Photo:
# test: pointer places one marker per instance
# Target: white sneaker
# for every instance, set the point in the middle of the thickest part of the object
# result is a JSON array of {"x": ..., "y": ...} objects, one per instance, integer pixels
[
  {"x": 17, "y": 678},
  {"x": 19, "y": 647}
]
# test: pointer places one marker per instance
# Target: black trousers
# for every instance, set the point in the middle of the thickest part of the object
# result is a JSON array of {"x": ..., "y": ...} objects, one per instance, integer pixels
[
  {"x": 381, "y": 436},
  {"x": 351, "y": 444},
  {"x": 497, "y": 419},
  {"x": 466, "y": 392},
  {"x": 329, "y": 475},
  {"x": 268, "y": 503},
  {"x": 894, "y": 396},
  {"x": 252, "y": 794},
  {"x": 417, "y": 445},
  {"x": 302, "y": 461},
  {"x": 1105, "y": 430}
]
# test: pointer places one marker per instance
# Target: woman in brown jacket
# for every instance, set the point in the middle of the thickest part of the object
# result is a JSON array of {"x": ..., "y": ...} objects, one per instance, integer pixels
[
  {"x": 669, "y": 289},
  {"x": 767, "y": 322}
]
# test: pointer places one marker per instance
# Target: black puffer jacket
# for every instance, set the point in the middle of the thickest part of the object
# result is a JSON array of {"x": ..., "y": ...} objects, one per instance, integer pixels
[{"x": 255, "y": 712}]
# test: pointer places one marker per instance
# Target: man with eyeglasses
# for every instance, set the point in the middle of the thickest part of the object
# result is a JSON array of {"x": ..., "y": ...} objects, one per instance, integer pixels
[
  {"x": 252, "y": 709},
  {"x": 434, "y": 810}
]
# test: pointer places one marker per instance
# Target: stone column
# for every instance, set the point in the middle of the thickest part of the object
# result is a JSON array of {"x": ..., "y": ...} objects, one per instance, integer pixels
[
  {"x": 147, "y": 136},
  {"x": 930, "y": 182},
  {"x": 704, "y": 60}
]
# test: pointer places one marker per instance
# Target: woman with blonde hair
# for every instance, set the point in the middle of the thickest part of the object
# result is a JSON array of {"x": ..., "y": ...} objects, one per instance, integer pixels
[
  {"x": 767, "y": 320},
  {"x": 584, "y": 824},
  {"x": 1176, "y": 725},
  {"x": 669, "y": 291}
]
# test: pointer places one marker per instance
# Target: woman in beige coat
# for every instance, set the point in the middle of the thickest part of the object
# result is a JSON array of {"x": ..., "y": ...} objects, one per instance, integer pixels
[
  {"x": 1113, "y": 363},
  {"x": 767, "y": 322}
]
= = = =
#### [YOUR ASSIGNMENT]
Please list every line of the records that contains "with".

#### [TASK ANSWER]
# Target: man with eyeglasses
# Target: woman with blonde hair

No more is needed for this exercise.